- _EXERCISE TASK_
Lay out the data below as a Markdown table with the columns Row and Entry, giving each line its own row number. Include only the stretch that opens with the line containing "Check that each instance of the church" and closes with the line containing "<point>407,586</point>", both lines included, and leave out blank lines and the pictures.
--- Begin SOURCE MATERIAL ---
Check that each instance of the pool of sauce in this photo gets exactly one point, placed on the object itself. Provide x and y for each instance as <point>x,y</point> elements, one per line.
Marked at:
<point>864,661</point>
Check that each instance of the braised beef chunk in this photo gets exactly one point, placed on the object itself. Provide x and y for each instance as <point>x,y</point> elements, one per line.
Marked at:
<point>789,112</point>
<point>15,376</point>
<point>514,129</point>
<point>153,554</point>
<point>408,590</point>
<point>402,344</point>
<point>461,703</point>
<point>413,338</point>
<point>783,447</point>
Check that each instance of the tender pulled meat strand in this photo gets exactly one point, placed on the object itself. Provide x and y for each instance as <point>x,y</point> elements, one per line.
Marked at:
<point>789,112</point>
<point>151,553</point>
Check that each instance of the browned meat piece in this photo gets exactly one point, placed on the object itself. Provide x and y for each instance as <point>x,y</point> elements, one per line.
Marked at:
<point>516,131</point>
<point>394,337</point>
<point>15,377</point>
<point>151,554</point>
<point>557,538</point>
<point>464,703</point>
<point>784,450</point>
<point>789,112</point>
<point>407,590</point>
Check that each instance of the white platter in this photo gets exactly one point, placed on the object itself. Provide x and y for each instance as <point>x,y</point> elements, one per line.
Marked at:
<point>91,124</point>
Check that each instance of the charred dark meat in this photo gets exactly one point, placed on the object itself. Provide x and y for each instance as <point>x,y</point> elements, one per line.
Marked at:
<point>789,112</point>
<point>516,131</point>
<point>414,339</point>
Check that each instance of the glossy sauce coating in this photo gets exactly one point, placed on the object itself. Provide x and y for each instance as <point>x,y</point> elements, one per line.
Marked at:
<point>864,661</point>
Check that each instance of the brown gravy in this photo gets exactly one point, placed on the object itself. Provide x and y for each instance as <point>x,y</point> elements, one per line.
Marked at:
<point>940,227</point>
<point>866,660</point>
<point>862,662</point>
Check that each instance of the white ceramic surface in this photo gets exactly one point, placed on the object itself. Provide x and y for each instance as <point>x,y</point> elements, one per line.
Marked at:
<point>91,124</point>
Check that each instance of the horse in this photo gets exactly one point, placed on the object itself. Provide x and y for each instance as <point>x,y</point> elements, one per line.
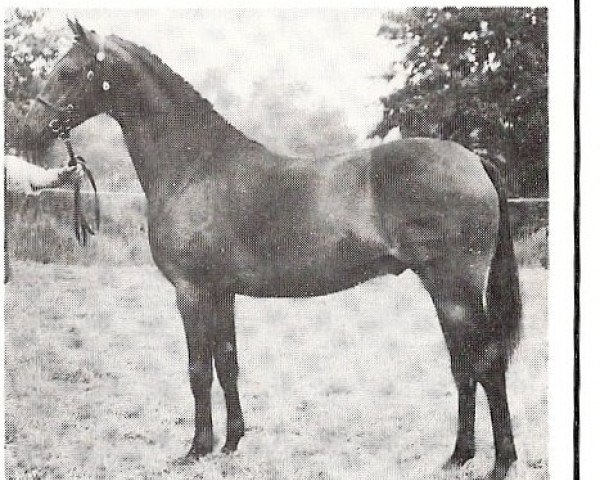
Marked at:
<point>227,216</point>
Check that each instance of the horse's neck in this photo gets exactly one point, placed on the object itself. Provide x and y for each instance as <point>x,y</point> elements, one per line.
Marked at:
<point>171,141</point>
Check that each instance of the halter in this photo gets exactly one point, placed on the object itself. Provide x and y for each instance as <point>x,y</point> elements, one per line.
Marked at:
<point>61,126</point>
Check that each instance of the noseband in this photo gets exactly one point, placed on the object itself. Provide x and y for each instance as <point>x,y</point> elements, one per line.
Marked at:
<point>61,125</point>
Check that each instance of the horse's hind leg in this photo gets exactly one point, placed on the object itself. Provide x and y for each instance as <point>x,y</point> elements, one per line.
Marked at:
<point>476,355</point>
<point>196,306</point>
<point>225,353</point>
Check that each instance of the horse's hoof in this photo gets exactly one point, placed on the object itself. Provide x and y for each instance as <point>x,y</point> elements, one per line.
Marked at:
<point>230,446</point>
<point>458,459</point>
<point>228,449</point>
<point>196,453</point>
<point>500,470</point>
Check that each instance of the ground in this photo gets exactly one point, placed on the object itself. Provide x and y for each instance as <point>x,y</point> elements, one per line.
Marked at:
<point>351,386</point>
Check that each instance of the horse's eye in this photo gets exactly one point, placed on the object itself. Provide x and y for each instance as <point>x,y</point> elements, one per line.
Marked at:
<point>66,75</point>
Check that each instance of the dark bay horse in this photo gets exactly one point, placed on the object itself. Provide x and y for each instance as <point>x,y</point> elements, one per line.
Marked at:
<point>227,216</point>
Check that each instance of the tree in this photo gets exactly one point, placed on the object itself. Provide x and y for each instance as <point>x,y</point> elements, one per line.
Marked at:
<point>478,76</point>
<point>29,50</point>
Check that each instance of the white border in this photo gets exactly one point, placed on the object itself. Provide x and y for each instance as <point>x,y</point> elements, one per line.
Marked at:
<point>560,393</point>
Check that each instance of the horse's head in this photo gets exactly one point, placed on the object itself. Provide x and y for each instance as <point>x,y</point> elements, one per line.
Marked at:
<point>85,82</point>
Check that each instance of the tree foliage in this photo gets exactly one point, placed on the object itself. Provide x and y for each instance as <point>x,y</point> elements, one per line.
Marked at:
<point>29,50</point>
<point>477,76</point>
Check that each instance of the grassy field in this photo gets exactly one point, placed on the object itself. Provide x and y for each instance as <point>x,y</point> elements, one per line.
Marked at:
<point>355,385</point>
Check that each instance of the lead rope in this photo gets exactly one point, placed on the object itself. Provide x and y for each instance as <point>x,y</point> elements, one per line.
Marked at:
<point>80,224</point>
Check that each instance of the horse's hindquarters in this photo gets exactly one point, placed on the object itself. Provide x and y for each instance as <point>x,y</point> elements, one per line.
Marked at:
<point>435,201</point>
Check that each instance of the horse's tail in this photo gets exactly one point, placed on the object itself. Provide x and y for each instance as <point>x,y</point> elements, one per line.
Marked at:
<point>503,295</point>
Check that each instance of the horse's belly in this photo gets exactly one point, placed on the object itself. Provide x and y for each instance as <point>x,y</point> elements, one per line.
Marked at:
<point>310,281</point>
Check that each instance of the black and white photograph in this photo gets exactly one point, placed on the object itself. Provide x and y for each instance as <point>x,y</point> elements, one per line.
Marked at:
<point>286,243</point>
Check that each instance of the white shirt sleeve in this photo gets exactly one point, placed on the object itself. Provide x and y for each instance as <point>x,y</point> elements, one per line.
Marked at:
<point>25,177</point>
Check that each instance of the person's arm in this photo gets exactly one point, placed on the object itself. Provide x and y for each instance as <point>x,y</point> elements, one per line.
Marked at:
<point>26,177</point>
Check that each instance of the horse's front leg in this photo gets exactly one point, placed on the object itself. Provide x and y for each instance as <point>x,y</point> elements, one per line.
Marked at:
<point>225,353</point>
<point>196,306</point>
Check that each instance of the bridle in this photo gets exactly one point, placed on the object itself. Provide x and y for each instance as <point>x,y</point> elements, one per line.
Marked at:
<point>61,126</point>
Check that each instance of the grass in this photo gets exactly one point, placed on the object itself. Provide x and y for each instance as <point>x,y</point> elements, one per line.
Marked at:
<point>350,386</point>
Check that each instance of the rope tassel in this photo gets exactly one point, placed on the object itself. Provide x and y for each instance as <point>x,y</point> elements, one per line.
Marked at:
<point>81,225</point>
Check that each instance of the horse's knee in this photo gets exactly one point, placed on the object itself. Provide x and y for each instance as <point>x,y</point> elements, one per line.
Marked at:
<point>201,376</point>
<point>489,359</point>
<point>226,365</point>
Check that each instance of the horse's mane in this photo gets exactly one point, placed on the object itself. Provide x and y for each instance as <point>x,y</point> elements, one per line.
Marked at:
<point>179,88</point>
<point>170,80</point>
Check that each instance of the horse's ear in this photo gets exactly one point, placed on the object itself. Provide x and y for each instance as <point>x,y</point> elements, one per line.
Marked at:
<point>72,26</point>
<point>81,34</point>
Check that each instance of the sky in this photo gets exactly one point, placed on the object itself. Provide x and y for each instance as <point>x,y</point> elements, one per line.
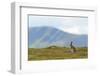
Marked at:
<point>75,25</point>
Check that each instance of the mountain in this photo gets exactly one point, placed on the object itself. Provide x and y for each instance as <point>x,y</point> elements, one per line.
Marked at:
<point>41,37</point>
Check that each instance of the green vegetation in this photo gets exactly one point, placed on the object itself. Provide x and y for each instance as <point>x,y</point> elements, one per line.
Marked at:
<point>53,53</point>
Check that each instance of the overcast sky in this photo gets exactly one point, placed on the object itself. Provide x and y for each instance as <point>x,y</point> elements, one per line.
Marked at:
<point>76,25</point>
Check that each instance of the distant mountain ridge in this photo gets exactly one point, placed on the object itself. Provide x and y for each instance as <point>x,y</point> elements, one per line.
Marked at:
<point>41,37</point>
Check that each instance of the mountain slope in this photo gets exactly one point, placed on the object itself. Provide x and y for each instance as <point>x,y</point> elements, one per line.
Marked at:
<point>40,37</point>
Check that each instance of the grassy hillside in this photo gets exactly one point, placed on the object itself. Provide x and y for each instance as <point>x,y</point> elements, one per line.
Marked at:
<point>53,53</point>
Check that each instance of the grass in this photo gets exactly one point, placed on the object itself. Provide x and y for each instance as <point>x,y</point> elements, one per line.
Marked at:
<point>53,53</point>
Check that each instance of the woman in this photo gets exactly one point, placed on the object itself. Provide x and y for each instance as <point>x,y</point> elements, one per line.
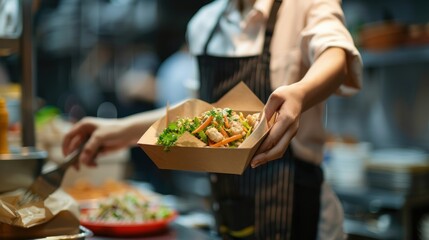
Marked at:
<point>293,55</point>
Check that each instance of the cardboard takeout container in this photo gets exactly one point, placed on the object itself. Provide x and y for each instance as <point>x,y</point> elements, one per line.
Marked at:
<point>191,156</point>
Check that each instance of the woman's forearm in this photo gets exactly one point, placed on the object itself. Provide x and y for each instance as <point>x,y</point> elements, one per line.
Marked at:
<point>324,77</point>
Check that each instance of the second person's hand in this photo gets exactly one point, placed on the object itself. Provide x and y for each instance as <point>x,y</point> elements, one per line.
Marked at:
<point>98,136</point>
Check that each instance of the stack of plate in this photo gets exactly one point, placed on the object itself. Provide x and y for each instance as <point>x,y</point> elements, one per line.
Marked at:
<point>399,170</point>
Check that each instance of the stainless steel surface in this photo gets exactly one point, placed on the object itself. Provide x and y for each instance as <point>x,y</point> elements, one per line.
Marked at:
<point>83,234</point>
<point>46,183</point>
<point>174,232</point>
<point>20,167</point>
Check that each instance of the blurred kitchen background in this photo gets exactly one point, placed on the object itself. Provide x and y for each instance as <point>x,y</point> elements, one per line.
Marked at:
<point>113,58</point>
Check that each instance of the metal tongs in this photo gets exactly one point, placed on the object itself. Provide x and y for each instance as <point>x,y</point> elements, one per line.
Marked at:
<point>47,183</point>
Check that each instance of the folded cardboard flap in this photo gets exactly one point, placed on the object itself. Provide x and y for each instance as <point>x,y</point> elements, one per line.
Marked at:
<point>64,223</point>
<point>207,159</point>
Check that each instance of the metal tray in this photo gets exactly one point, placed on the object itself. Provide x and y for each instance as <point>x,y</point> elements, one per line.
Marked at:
<point>83,233</point>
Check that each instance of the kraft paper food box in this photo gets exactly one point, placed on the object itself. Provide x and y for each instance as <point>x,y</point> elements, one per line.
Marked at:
<point>190,155</point>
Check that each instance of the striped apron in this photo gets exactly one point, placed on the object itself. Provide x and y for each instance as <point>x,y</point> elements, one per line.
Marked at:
<point>257,204</point>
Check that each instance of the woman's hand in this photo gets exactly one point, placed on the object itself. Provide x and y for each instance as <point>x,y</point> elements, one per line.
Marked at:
<point>323,78</point>
<point>286,101</point>
<point>98,136</point>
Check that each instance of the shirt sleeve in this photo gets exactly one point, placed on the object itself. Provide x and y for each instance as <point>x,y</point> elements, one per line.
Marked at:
<point>326,28</point>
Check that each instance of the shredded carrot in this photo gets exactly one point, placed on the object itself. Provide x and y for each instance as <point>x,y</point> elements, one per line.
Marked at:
<point>222,130</point>
<point>225,119</point>
<point>204,125</point>
<point>227,140</point>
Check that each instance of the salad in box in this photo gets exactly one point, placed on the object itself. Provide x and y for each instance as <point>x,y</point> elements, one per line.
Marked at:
<point>197,136</point>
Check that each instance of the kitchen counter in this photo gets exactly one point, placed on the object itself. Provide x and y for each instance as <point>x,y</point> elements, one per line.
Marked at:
<point>174,232</point>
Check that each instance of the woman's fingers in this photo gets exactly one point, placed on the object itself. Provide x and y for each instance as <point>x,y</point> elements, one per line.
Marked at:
<point>276,143</point>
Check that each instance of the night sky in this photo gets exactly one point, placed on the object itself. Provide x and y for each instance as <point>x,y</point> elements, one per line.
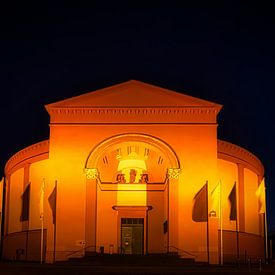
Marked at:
<point>224,52</point>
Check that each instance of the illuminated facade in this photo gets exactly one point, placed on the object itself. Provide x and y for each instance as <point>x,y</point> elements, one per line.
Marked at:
<point>123,168</point>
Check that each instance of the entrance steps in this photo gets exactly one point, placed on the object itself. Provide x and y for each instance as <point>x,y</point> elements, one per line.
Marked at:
<point>170,259</point>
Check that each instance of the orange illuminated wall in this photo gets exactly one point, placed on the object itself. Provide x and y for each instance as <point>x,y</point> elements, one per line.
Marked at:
<point>170,137</point>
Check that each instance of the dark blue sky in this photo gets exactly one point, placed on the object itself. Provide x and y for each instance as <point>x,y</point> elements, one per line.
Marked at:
<point>222,52</point>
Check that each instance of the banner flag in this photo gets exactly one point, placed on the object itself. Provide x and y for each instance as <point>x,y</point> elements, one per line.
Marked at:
<point>233,202</point>
<point>25,204</point>
<point>200,205</point>
<point>260,193</point>
<point>215,199</point>
<point>41,200</point>
<point>52,202</point>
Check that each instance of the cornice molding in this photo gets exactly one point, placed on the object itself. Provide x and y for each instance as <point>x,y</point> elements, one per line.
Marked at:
<point>130,114</point>
<point>26,154</point>
<point>237,154</point>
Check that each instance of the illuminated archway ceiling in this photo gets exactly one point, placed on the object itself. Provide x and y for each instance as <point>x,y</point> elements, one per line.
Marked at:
<point>144,158</point>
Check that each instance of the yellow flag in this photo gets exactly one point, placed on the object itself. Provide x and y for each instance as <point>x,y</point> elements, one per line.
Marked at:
<point>260,193</point>
<point>41,200</point>
<point>215,199</point>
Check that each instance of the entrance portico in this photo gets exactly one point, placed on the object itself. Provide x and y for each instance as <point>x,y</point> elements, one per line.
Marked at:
<point>127,190</point>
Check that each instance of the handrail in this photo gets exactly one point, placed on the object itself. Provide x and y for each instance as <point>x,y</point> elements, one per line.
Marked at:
<point>181,250</point>
<point>81,249</point>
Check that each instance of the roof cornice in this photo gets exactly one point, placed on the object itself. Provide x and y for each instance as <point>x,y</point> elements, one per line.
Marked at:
<point>204,114</point>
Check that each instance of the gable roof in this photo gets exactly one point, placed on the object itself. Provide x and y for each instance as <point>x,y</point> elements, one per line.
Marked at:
<point>132,94</point>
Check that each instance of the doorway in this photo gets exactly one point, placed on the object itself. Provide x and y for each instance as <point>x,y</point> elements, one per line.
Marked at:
<point>132,234</point>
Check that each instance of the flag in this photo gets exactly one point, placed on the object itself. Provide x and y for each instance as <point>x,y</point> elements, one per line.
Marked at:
<point>260,193</point>
<point>215,199</point>
<point>200,205</point>
<point>52,202</point>
<point>25,204</point>
<point>41,200</point>
<point>233,203</point>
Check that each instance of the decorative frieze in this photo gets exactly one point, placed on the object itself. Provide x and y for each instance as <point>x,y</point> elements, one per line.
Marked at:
<point>173,173</point>
<point>91,173</point>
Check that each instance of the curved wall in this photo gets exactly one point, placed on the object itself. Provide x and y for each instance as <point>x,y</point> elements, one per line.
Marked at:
<point>235,165</point>
<point>243,238</point>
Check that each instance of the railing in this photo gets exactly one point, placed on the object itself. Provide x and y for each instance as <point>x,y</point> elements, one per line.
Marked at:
<point>181,251</point>
<point>82,250</point>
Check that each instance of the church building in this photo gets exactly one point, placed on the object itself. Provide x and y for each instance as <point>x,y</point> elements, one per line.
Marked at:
<point>134,169</point>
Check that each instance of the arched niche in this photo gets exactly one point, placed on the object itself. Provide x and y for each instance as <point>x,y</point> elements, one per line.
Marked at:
<point>132,158</point>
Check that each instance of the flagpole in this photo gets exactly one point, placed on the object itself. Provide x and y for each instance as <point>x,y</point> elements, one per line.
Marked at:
<point>42,221</point>
<point>265,225</point>
<point>207,223</point>
<point>221,225</point>
<point>237,212</point>
<point>54,226</point>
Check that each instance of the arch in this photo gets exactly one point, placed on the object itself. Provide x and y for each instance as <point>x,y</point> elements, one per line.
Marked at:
<point>98,150</point>
<point>122,153</point>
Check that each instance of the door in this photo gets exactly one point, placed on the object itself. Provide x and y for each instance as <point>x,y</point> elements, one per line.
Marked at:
<point>132,235</point>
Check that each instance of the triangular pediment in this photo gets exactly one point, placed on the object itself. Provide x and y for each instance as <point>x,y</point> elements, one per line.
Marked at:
<point>132,94</point>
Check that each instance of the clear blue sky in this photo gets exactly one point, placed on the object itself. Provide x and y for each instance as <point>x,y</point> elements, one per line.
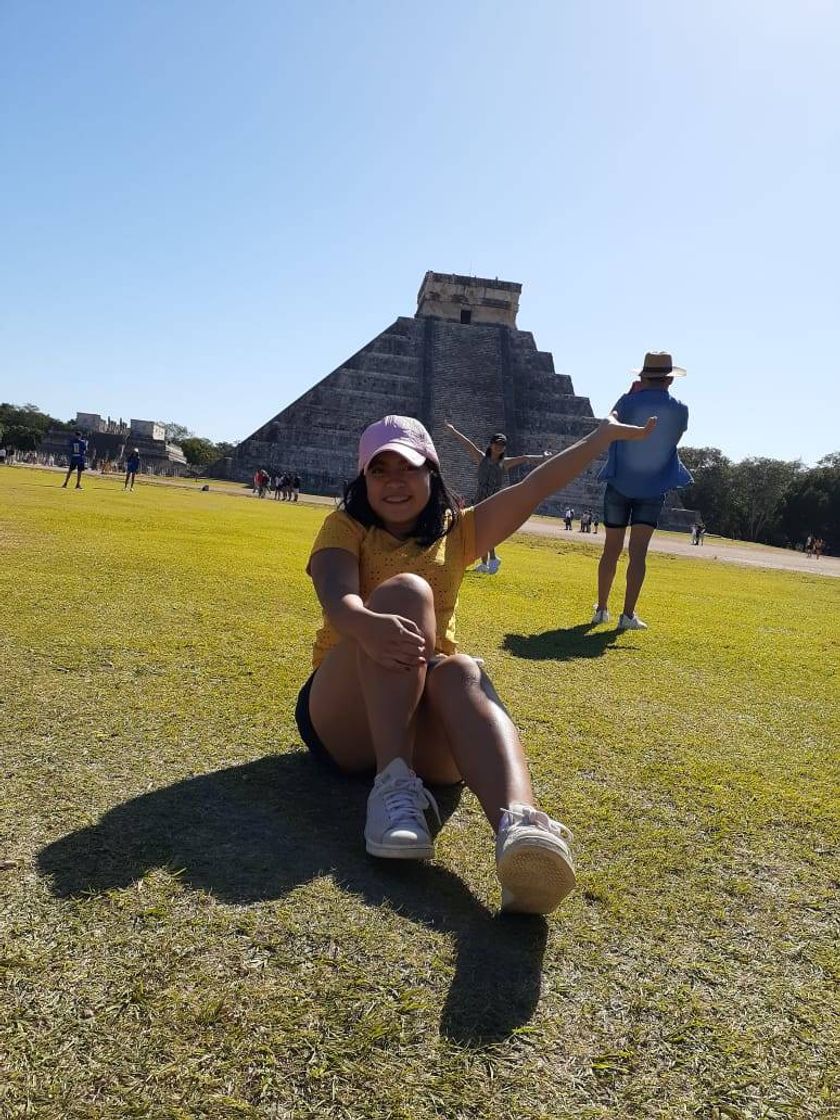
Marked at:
<point>207,206</point>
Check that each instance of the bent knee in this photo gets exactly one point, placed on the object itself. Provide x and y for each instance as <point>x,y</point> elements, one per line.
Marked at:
<point>407,586</point>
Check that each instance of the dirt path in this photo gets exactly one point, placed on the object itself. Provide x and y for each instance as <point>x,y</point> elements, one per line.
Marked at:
<point>716,548</point>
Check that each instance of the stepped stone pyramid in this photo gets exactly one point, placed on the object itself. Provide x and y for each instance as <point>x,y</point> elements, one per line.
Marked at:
<point>460,358</point>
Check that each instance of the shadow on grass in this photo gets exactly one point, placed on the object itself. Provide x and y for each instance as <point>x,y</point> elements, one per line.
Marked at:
--- End SOURCE MATERIAL ---
- _COMPLETED TASK_
| Row | Entry |
|---|---|
| 1 | Check that each instance of the church building in this photo gets exactly one point, placed on the object itself. Provide x and y for each instance as <point>x,y</point> elements, one per line. |
| 2 | Marked at: |
| 3 | <point>134,169</point> |
| 4 | Check that each instance of the arched niche in this photo gets exactly one point, placed on the object itself. Provide x and y for each instance as <point>x,y</point> elements, one per line. |
| 5 | Marked at: |
| 6 | <point>132,158</point> |
| 7 | Check that each instance of the flagpole in this photo gets exactly one point, placed on the object itself. Provide x and y for each instance as <point>x,y</point> elements, one per line. |
| 8 | Marked at: |
| 9 | <point>42,221</point> |
| 10 | <point>265,225</point> |
| 11 | <point>207,223</point> |
| 12 | <point>221,225</point> |
| 13 | <point>237,212</point> |
| 14 | <point>54,226</point> |
| 15 | Check that each instance of the arch in this photo gets exactly one point, placed on the object itself. Provide x and y for each instance as <point>x,y</point> elements, one per line. |
| 16 | Marked at: |
| 17 | <point>98,150</point> |
| 18 | <point>122,153</point> |
| 19 | Check that each instance of the door in this photo gets exactly one point, placed on the object itself. Provide x and y for each instance as <point>x,y</point> elements, one per line. |
| 20 | Marked at: |
| 21 | <point>132,235</point> |
| 22 | Check that each instance of the triangular pediment in this photo gets exactly one point, placed on the object itself. Provide x and y for each instance as <point>x,y</point> elements, one per line. |
| 23 | Marked at: |
| 24 | <point>132,94</point> |
| 25 | Check that each instance of the clear blue sky in this photo gets exactly one point, placed on the object itself. Provide x and y for each instance as <point>x,y</point> elements, one per line. |
| 26 | Marked at: |
| 27 | <point>207,206</point> |
| 28 | Check that each instance of the bent knee in this photo gets exactly one point, placed on the object itself. Provide x and y for each instance as <point>x,y</point> elements, one per line. |
| 29 | Marked at: |
| 30 | <point>407,586</point> |